Data to process
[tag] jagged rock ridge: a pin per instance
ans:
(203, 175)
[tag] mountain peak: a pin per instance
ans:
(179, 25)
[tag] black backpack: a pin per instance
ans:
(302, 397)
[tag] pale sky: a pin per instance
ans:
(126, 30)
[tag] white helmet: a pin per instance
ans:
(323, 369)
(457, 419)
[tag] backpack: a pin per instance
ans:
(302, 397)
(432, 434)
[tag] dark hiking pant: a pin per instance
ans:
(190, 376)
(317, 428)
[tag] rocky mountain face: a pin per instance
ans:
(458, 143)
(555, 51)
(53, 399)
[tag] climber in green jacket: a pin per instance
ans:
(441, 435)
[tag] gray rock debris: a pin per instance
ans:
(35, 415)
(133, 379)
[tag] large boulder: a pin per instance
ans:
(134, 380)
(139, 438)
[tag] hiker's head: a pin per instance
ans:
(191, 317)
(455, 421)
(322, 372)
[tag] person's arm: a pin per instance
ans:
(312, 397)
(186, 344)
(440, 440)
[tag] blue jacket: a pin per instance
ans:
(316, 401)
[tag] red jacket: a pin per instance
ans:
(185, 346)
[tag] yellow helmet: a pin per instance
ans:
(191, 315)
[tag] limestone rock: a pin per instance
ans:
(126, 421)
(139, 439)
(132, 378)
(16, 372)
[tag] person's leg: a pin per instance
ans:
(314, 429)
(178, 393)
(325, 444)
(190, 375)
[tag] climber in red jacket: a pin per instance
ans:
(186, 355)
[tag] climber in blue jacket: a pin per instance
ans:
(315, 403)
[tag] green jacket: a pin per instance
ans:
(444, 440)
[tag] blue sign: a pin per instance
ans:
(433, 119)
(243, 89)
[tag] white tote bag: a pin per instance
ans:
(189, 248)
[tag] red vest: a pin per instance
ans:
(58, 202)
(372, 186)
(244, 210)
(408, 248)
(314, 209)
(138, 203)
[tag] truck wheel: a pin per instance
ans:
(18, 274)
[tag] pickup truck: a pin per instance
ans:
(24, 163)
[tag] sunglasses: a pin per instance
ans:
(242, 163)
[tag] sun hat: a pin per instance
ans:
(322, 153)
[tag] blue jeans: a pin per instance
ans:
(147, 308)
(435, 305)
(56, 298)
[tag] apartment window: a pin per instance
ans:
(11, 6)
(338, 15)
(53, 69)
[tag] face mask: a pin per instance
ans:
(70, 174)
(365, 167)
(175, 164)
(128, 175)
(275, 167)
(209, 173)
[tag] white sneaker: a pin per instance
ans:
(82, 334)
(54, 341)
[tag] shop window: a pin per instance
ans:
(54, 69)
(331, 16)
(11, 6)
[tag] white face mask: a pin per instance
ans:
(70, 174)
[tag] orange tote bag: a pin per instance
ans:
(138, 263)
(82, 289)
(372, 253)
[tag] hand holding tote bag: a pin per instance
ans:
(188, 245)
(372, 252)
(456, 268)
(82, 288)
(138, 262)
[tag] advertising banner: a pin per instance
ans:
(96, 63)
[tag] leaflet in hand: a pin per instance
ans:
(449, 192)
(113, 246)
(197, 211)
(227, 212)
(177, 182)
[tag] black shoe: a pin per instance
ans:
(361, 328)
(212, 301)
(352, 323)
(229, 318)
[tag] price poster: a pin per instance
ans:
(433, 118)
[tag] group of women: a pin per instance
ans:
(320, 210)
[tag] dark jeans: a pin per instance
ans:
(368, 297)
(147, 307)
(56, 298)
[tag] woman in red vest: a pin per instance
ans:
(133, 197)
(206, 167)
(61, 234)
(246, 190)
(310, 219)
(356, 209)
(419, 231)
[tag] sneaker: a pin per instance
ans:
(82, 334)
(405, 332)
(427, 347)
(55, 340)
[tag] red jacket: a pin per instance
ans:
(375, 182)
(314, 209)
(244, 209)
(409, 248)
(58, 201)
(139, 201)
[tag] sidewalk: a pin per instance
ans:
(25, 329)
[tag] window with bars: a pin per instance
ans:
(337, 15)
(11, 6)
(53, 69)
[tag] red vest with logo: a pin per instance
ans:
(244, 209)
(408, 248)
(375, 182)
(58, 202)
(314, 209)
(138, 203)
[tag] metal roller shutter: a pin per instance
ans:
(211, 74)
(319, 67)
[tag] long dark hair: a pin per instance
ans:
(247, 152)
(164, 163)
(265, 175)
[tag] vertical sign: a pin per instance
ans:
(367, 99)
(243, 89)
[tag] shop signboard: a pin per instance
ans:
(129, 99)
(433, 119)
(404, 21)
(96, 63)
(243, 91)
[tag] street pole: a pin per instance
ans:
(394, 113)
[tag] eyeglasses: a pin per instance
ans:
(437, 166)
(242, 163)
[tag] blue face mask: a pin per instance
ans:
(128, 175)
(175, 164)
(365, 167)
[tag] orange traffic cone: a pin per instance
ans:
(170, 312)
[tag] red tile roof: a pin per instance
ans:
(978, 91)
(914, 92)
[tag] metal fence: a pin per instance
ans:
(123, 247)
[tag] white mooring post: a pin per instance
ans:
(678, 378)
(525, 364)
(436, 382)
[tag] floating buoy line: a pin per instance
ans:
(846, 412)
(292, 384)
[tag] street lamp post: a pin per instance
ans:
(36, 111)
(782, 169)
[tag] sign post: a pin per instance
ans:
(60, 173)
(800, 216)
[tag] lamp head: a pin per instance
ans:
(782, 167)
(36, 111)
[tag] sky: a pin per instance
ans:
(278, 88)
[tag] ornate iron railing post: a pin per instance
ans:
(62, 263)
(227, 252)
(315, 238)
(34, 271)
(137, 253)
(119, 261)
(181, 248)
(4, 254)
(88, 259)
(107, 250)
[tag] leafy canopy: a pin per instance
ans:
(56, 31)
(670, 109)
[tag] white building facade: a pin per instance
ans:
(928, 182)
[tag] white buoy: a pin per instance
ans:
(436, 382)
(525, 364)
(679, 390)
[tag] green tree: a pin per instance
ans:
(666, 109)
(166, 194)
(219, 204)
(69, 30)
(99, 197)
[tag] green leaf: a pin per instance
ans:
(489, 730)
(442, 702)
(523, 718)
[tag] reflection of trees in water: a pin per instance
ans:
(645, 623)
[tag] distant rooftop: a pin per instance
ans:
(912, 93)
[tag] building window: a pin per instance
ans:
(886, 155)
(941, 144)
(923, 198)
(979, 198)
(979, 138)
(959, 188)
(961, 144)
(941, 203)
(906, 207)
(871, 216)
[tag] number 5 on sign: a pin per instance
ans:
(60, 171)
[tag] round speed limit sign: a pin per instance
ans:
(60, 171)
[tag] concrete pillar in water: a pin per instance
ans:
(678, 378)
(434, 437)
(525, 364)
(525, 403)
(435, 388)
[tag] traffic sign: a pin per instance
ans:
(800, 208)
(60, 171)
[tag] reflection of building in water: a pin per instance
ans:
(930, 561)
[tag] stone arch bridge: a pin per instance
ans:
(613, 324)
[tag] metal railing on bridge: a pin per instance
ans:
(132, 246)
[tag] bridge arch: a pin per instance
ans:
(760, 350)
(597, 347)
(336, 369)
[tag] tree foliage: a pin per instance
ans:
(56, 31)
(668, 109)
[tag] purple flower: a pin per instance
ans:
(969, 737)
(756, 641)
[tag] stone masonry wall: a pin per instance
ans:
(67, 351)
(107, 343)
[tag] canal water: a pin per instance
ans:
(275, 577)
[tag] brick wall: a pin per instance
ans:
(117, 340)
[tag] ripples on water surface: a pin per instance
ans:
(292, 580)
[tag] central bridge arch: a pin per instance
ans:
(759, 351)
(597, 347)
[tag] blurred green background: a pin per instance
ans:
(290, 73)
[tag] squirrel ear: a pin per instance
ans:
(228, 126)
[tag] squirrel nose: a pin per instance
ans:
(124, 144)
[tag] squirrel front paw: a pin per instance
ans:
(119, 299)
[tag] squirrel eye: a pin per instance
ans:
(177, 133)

* * *

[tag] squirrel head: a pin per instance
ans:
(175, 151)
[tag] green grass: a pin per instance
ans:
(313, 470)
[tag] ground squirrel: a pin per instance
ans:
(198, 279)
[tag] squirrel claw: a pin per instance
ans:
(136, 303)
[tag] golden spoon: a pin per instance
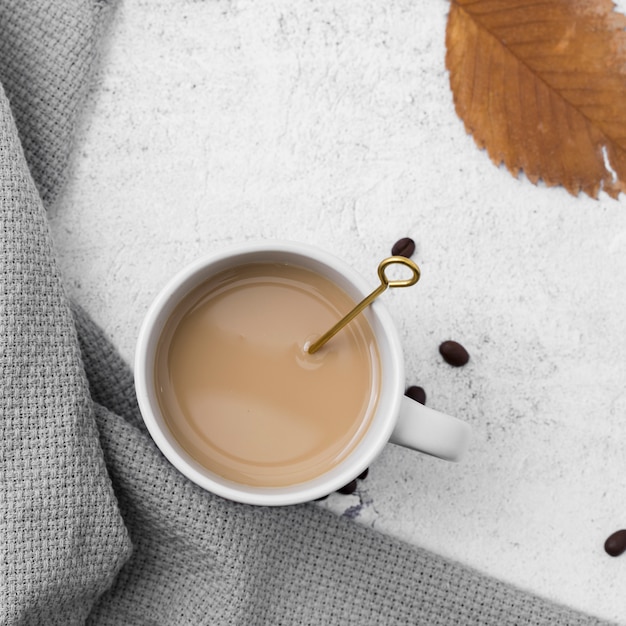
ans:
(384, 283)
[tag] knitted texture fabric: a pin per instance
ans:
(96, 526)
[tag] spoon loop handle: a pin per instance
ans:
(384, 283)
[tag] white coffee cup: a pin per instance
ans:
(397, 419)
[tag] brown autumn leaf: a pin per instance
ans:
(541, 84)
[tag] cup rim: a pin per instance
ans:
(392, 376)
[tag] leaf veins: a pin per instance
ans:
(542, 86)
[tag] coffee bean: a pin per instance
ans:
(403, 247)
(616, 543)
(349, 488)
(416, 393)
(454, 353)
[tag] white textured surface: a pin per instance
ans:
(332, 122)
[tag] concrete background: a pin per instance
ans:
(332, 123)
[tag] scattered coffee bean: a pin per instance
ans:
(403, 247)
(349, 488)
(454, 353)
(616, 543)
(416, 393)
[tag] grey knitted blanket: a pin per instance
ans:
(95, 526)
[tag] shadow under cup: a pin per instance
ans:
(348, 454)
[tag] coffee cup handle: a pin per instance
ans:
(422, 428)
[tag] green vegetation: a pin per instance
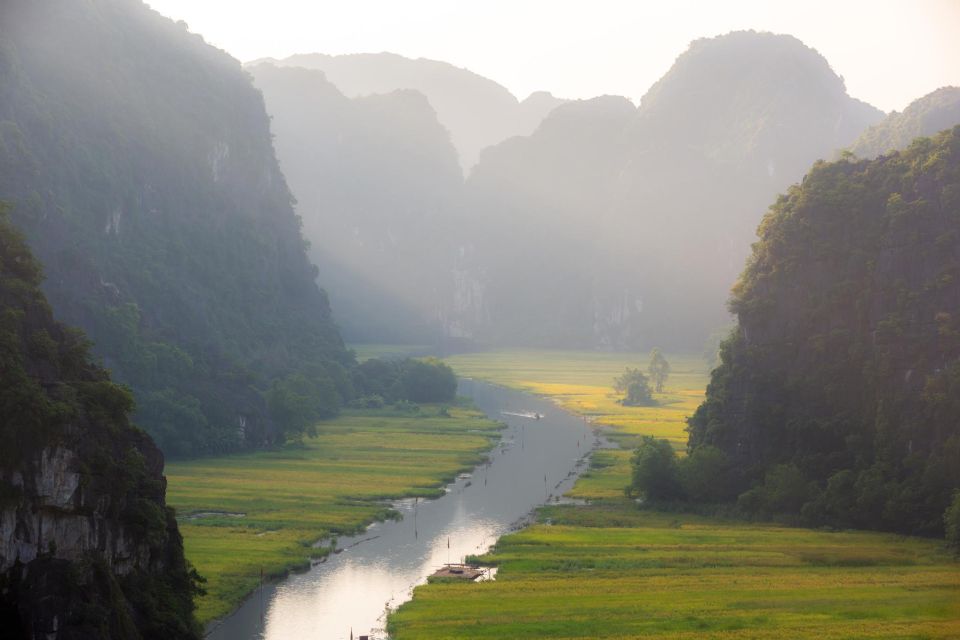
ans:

Problem
Give only the number of lines in the records above that contain the string "climber", treating uppercase and lowercase as different.

Output
3